[Segmentation dataset excerpts]
:::::
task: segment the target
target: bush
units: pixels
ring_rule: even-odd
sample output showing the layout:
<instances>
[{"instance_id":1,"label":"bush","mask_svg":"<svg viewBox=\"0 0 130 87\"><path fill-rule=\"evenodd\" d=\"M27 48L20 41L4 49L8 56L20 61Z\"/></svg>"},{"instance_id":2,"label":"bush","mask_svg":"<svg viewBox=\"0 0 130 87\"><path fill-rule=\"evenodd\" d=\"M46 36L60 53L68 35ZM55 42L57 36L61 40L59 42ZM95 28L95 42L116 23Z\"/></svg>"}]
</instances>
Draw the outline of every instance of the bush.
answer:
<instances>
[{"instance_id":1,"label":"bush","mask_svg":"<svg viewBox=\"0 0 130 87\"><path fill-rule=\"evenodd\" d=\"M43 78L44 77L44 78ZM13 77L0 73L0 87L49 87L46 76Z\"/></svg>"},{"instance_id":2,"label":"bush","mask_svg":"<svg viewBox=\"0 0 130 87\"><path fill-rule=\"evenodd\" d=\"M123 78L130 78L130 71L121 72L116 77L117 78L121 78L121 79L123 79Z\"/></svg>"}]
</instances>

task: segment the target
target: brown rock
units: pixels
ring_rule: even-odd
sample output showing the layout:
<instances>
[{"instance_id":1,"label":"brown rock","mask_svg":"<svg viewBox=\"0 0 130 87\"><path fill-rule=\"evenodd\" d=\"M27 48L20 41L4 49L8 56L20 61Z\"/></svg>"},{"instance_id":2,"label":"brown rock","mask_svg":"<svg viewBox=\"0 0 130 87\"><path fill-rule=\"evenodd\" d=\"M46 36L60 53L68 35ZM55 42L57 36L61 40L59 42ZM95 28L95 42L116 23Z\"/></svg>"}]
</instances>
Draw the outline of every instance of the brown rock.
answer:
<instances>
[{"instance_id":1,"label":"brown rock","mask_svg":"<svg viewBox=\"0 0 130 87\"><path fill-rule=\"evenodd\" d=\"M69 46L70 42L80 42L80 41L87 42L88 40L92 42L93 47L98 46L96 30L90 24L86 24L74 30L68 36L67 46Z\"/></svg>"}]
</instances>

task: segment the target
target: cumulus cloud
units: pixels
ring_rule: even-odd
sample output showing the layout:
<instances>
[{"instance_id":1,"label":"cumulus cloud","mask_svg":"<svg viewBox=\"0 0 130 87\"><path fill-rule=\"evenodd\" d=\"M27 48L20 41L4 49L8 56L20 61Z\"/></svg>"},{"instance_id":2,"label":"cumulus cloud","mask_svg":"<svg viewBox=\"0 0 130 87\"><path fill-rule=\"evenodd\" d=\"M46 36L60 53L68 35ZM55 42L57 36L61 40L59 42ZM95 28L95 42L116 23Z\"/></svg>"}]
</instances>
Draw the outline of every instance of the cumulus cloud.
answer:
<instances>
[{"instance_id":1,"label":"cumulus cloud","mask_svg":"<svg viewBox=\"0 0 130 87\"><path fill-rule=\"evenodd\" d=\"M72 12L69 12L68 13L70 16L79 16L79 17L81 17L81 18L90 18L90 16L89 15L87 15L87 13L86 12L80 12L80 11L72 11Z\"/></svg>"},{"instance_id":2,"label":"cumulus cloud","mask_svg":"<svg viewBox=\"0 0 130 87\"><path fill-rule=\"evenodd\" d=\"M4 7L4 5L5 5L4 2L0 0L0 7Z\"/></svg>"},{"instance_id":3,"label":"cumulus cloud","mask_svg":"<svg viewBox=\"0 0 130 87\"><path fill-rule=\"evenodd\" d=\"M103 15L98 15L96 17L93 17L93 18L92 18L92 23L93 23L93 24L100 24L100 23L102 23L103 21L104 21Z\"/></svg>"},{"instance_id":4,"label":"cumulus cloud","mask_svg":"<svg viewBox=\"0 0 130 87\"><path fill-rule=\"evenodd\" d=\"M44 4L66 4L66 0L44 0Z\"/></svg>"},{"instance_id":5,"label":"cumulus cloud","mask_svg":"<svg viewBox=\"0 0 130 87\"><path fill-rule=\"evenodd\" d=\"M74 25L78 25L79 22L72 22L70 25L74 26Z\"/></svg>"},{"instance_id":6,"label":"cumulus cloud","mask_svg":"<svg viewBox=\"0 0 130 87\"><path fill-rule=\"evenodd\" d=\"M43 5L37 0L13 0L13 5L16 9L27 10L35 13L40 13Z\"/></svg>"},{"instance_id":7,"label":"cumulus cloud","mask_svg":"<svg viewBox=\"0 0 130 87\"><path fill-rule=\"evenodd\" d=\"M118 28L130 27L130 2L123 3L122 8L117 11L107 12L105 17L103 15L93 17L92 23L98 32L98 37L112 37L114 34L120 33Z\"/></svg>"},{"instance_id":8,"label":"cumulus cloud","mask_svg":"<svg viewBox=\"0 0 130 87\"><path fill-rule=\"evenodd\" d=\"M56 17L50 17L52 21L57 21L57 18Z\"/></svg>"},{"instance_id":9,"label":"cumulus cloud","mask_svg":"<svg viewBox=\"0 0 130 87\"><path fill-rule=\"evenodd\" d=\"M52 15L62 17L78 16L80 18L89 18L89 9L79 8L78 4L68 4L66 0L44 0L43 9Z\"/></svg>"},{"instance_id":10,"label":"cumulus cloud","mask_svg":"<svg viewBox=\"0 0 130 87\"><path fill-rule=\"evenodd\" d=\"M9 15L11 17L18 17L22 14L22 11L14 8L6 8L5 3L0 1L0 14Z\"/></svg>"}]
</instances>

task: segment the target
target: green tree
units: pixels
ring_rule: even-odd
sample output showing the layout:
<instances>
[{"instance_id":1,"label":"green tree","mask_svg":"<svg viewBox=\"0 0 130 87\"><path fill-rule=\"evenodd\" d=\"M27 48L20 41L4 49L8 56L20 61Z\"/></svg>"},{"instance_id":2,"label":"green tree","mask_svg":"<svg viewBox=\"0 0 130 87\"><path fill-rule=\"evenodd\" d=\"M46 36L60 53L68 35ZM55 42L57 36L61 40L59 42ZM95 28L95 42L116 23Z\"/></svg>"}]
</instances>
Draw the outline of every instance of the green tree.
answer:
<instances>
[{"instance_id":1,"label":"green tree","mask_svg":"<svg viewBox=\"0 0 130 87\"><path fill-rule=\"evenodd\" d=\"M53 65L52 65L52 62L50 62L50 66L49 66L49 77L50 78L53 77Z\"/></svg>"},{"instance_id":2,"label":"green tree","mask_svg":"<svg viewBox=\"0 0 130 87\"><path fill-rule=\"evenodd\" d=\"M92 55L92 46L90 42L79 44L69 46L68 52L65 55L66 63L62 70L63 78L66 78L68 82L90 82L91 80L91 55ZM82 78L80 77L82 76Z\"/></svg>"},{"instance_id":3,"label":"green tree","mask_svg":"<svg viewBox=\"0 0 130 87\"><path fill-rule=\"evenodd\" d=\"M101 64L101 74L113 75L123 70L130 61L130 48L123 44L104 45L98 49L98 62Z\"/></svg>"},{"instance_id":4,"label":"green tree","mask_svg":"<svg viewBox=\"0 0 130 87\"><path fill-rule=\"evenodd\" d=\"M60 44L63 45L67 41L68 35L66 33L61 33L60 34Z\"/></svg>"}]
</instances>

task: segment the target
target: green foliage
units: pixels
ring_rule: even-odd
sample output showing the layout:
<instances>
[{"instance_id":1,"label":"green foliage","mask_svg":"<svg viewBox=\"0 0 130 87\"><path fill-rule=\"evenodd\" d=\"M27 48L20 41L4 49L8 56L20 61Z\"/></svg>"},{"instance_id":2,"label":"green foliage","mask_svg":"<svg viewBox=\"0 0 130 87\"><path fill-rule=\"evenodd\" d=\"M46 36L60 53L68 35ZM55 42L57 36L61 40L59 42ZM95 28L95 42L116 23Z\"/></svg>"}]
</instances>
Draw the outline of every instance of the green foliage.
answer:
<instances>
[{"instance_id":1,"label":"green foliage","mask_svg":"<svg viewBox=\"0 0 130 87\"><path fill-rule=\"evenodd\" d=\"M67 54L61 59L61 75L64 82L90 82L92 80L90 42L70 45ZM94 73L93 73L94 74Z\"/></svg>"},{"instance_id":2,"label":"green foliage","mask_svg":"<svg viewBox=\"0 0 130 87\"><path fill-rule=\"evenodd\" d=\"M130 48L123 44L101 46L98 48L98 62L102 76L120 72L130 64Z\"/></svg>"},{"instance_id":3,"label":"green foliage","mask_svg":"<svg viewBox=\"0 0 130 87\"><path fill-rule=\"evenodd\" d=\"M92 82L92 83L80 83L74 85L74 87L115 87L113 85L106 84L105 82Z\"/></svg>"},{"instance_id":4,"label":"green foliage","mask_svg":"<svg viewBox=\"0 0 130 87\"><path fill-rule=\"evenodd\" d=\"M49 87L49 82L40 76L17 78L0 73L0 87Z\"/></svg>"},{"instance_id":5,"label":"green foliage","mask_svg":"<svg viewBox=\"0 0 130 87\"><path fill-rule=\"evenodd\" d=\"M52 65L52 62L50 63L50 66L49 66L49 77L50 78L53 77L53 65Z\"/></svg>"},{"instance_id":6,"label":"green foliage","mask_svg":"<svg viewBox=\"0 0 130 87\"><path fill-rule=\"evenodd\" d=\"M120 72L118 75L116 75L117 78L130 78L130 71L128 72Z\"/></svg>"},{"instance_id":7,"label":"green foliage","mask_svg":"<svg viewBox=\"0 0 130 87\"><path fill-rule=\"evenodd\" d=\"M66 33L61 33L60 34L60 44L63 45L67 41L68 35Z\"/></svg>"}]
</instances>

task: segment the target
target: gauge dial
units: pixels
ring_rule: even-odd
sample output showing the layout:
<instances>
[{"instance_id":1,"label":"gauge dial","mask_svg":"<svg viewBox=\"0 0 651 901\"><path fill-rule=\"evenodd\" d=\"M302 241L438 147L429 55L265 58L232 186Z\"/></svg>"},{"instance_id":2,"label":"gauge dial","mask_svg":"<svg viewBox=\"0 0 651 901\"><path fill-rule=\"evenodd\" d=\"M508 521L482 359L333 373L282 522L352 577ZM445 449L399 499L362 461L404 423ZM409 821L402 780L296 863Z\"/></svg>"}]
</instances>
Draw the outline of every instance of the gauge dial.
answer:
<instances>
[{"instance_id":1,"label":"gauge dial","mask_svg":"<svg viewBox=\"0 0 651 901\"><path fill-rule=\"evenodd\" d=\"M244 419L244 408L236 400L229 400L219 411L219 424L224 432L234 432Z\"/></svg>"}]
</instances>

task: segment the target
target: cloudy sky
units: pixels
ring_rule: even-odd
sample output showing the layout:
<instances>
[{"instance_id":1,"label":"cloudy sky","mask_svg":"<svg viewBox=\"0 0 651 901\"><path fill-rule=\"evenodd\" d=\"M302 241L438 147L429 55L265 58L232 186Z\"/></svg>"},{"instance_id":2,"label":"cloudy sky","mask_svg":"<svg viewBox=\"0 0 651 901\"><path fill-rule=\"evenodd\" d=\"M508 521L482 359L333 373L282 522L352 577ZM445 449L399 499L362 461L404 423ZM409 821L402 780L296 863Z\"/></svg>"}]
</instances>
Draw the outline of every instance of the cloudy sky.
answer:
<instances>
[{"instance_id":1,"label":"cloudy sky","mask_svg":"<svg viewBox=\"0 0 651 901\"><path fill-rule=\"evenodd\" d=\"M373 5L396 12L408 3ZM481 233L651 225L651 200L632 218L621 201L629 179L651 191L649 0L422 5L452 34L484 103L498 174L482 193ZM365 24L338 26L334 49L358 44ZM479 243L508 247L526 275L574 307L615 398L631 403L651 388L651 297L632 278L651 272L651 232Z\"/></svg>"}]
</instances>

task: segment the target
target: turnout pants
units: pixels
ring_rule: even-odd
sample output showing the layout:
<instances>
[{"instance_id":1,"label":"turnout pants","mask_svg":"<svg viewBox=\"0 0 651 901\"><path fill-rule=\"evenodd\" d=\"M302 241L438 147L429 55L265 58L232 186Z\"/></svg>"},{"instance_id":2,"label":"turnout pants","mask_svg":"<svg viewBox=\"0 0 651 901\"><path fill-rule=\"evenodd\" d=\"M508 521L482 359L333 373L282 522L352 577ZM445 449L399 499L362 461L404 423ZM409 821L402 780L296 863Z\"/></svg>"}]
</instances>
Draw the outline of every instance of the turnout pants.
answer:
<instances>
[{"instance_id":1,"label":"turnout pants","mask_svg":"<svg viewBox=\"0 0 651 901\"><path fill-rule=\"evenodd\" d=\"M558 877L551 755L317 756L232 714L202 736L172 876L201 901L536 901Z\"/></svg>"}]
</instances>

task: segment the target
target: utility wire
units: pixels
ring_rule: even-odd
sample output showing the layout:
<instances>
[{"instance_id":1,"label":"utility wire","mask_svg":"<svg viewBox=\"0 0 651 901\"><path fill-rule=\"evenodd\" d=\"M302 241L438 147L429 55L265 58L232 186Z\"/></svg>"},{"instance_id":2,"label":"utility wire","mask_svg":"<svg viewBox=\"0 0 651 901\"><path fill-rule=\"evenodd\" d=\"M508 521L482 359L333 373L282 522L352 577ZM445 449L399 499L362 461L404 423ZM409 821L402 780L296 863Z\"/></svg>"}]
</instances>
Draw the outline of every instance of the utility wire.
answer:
:::::
Report every line of the items above that contains the word "brown" by copying each such line in full, treating case as significant.

target: brown rock
[{"instance_id":1,"label":"brown rock","mask_svg":"<svg viewBox=\"0 0 130 87\"><path fill-rule=\"evenodd\" d=\"M27 48L20 41L4 49L8 56L20 61Z\"/></svg>"},{"instance_id":2,"label":"brown rock","mask_svg":"<svg viewBox=\"0 0 130 87\"><path fill-rule=\"evenodd\" d=\"M46 36L60 53L68 35ZM55 42L57 36L61 40L59 42ZM95 28L95 42L116 23Z\"/></svg>"}]
Draw the outline of every instance of the brown rock.
[{"instance_id":1,"label":"brown rock","mask_svg":"<svg viewBox=\"0 0 130 87\"><path fill-rule=\"evenodd\" d=\"M69 46L70 42L80 42L80 41L87 42L88 40L92 42L93 47L98 46L96 30L90 24L86 24L74 30L68 36L67 46Z\"/></svg>"}]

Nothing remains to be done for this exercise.